Der 60-Jährige spricht gerne in Rätseln, lässt Gedanken unfertig und zieht schwer verdauliche Vergleiche. Schon in seiner ersten Rede als Landtagsneuling kommt Reinhard Löffler anno 2006 der verdutzten Abgeordnetenschar beim vergleichsweise profanen Thema Tariftreuegesetz mit Laokoon, mit Vers 439 der Odyssee und dem guten Rat, humanistisches Streben zahle sich aus. In einer Rede zu Stuttgart 21 wenige Wochen später schlägt er den Bogen von König Wilhelm bis zum "Sackbahnhof", lobt den Weitblick der Befürworter und spielt Mut gegen Routine aus – Letztere versetze keine Berge.

Jetzt will der CDU-Obmann im U-Ausschuss seinerseits Berge versetzen und nicht hinnehmen, dass die grün-rote Koalition ihre Mehrheit missbraucht, wie er meint. Nach dem – als verfassungswidrig gerügten und möglicherweise überteuerten – Rückkauf der EnBW-Aktien am Parlament vorbei soll nicht noch ein zweites Mal Regierungshandeln aus der verflossenen Legislaturperiode Gegenstand der parlamentarischen Untersuchung sein. Im September will er das Ende des Untersuchungsausschusses "Schlossgarten II" beantragen; und wenn, wie zu erwarten ist angesichts der grün-roten Mehrheit, sein Vorstoß scheitert, möchte er vor den Staatsgerichtshof ziehen und das Gremium für verfassungswidrig erklären lassen.

▶ _MATERIALLISTE_
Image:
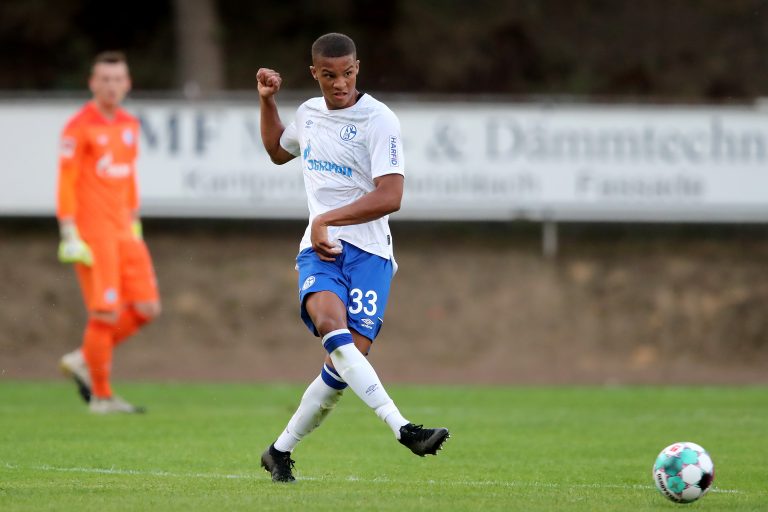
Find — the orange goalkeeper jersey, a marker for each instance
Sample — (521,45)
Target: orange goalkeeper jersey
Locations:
(97,172)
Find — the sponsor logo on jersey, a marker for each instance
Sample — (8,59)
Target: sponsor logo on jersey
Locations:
(393,151)
(67,148)
(348,132)
(314,164)
(106,168)
(308,282)
(128,137)
(110,295)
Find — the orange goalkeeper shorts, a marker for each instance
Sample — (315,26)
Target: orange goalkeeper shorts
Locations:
(121,273)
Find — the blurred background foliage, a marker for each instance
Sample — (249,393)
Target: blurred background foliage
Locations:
(655,50)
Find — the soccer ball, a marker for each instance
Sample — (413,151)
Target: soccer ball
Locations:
(683,472)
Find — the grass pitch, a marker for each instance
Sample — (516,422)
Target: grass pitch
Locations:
(529,449)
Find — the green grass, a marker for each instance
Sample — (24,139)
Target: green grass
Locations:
(529,449)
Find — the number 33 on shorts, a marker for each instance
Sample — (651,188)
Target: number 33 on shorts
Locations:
(362,301)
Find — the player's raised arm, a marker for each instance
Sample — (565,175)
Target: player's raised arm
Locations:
(268,82)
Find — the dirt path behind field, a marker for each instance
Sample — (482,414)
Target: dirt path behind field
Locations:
(470,304)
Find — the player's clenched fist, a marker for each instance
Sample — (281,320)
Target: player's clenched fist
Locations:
(268,81)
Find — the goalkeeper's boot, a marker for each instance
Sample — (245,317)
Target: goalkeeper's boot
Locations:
(278,464)
(113,405)
(73,364)
(423,441)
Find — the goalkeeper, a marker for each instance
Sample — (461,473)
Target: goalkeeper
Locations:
(101,232)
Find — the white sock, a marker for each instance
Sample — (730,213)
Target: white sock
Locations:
(318,401)
(356,371)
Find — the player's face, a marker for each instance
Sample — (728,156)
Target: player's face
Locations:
(109,84)
(337,77)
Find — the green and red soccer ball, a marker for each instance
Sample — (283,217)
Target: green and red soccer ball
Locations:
(683,472)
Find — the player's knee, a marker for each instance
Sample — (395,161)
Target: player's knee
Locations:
(148,310)
(107,317)
(325,324)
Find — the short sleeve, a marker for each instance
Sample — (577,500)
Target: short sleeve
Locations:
(289,140)
(71,148)
(386,145)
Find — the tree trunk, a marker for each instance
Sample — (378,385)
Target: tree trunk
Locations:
(198,47)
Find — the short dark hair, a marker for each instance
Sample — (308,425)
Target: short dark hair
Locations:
(333,45)
(110,57)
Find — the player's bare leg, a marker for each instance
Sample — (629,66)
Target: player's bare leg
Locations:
(347,351)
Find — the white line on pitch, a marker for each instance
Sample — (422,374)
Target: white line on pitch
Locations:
(249,476)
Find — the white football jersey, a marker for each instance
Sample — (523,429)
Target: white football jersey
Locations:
(342,151)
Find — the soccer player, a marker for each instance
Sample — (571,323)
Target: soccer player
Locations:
(101,231)
(353,169)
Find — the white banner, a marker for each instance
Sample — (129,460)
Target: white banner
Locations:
(463,161)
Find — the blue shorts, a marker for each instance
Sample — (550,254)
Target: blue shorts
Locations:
(360,279)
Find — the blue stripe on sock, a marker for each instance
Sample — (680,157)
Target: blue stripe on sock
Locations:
(334,342)
(330,381)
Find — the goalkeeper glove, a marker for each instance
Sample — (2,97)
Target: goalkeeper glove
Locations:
(137,229)
(72,249)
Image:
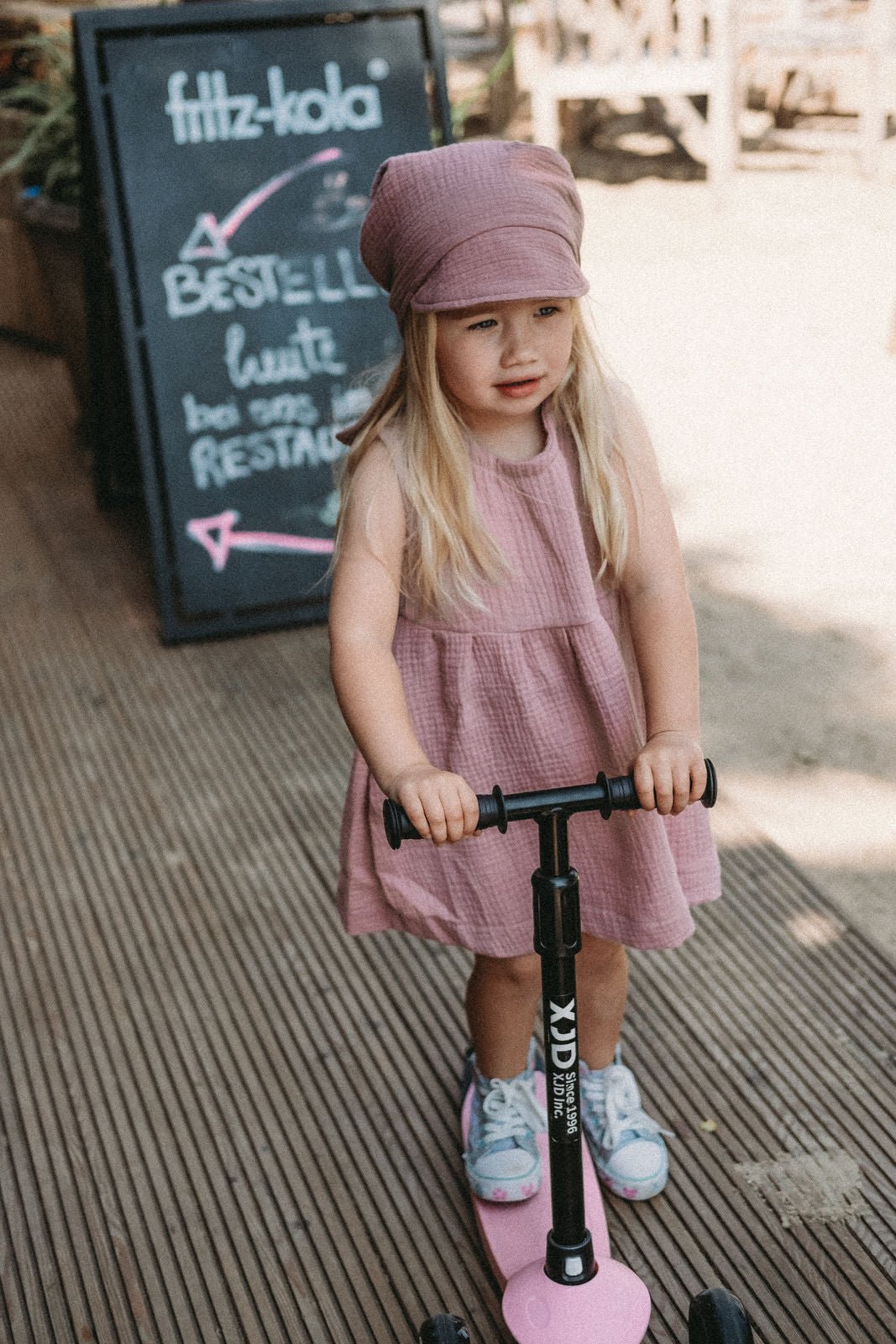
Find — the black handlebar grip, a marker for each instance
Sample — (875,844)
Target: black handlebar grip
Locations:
(621,795)
(398,827)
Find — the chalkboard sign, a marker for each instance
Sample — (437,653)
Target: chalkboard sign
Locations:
(228,152)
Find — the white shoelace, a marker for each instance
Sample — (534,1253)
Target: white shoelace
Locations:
(510,1108)
(617,1092)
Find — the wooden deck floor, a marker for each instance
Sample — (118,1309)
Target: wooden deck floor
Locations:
(221,1120)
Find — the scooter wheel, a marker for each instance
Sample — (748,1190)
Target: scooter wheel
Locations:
(718,1317)
(443,1330)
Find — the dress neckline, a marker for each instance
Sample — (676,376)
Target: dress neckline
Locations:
(531,465)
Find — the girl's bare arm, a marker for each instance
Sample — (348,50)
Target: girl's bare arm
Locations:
(369,685)
(671,765)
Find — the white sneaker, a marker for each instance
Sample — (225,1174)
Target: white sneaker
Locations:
(626,1144)
(503,1160)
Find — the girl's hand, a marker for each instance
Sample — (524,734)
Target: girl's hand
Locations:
(439,804)
(669,772)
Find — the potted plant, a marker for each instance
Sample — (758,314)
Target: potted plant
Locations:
(46,165)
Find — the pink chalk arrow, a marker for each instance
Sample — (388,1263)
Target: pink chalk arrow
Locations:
(219,538)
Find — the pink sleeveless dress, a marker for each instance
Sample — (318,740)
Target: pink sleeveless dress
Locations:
(537,691)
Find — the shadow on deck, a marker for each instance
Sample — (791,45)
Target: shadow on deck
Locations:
(222,1120)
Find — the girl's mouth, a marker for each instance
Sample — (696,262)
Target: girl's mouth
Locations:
(521,389)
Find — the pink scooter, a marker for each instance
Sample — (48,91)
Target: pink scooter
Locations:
(575,1294)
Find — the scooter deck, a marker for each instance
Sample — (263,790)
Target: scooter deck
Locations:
(515,1234)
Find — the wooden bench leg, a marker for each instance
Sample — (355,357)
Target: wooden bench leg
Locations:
(546,118)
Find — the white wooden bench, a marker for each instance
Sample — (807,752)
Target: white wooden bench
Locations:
(649,49)
(789,37)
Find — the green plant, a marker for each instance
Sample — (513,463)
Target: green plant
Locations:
(461,111)
(47,159)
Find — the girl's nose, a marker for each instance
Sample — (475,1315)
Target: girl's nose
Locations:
(519,346)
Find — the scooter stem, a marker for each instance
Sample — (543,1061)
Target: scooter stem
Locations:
(558,938)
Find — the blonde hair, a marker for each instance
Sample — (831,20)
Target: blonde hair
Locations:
(450,554)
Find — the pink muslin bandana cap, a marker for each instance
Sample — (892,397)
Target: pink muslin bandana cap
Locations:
(474,223)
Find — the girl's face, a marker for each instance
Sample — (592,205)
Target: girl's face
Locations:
(499,362)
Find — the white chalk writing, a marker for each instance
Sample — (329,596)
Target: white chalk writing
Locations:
(253,281)
(217,114)
(309,351)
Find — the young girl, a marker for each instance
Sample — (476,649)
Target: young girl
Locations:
(510,606)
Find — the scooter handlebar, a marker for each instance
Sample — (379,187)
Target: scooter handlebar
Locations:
(605,796)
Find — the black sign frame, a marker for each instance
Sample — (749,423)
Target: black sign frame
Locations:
(123,400)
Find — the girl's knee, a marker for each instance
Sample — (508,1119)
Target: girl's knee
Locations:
(517,974)
(600,956)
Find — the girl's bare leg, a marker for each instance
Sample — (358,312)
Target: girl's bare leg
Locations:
(503,995)
(602,985)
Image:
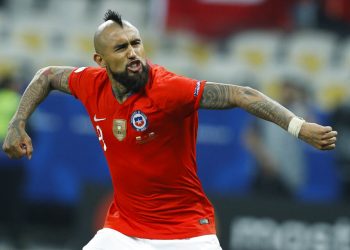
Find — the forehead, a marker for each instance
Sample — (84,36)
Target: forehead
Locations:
(115,34)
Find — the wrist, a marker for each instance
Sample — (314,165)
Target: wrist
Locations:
(295,125)
(17,123)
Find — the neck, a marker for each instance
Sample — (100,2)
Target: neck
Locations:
(120,92)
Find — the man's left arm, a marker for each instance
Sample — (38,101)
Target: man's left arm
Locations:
(225,96)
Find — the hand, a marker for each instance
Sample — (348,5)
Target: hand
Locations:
(321,137)
(17,143)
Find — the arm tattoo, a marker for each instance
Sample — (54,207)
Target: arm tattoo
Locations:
(224,96)
(43,82)
(216,96)
(264,107)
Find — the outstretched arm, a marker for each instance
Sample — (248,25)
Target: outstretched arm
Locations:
(17,142)
(225,96)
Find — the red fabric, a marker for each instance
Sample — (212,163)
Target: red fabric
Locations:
(157,193)
(338,9)
(222,19)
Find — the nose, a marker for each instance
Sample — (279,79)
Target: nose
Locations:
(131,53)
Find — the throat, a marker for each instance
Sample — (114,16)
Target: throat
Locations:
(120,95)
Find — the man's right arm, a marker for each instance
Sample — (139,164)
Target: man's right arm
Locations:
(17,143)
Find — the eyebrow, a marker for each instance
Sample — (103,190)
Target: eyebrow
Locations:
(122,45)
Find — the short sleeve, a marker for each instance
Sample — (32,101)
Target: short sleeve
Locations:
(82,81)
(75,83)
(178,94)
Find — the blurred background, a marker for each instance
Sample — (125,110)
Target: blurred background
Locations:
(270,191)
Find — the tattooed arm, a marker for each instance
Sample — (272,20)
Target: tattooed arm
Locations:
(225,96)
(17,142)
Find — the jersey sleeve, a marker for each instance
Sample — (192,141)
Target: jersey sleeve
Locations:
(178,94)
(80,82)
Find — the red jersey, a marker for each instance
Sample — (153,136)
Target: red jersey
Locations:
(149,142)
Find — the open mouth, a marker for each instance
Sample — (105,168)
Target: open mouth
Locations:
(134,66)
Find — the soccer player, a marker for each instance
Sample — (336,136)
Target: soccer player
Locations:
(146,121)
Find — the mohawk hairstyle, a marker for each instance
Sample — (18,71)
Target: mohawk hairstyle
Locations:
(113,16)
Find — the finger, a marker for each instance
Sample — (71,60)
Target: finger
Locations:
(329,147)
(330,135)
(328,129)
(29,150)
(329,141)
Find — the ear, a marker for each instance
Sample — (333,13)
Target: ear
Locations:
(99,60)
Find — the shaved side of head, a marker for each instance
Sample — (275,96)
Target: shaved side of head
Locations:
(112,20)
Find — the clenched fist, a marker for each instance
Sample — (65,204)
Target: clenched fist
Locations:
(321,137)
(17,142)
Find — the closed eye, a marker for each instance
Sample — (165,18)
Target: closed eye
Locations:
(135,42)
(121,47)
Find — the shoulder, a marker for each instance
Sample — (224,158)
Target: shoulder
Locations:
(162,77)
(90,71)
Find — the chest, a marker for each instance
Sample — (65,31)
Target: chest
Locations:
(136,122)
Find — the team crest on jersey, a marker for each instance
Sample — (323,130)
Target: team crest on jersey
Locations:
(139,121)
(119,129)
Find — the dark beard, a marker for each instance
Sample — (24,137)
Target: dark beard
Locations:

▶ _AUFGABEN_
**1)** Beantworte die folgenden Fragen zum Artikel über Reinhard Löffler.
(a) In welchem Jahr hielt Löffler seine erste Rede als Landtagsneuling?
(b) Zu welchem Thema sprach er wenige Wochen nach dieser ersten Rede?
(c) In welchem Monat will er das Ende des Untersuchungsausschusses "Schlossgarten II" beantragen?
**2)** Setze den Artikel über Reinhard Löffler nach seinem letzten Satz fort.

▶ _LÖSUNGEN DER REIHE_
**1)**
(a) 2006
(b) Stuttgart 21
(c) Im September

**2)**
Abwarten, ob Löffler überhaupt Ernst macht

Kündigt er jedenfalls an. Allerdings hat der Jurist und IBM-Direktor mit Auslandserfahrung seit dem Studium schon vieles angekündigt. Er wollte die grüne Landtagsvizepräsidentin Brigitte Lösch wegen eines brieflichen Vorstoßes beim Justizministerium in Sachen Polizeieinsatz für befangen erklären. Er wollte erreichen, dass die Zeugenvernehmungen ausgesetzt werden. Kaum war mit Jürgen Filius erstmals ein Grüner Vorsitzender eines Untersuchungsausschusses im Landtag, zog die CDU dessen Neutralität in Zweifel – in einem Kontext-Interview hatte Filius laut über "das System Mappus" nachgedacht. Die Wogen gingen hoch und glätteten sich wieder. "Ich bin doch kein Saboteur", kontert der gebürtige Offenburger die Frage, warum er nicht aktiv wurde. Dementsprechend warten die Stallwächter der beiden Regierungsfraktionen jetzt erst einmal ab, ob er überhaupt Ernst macht.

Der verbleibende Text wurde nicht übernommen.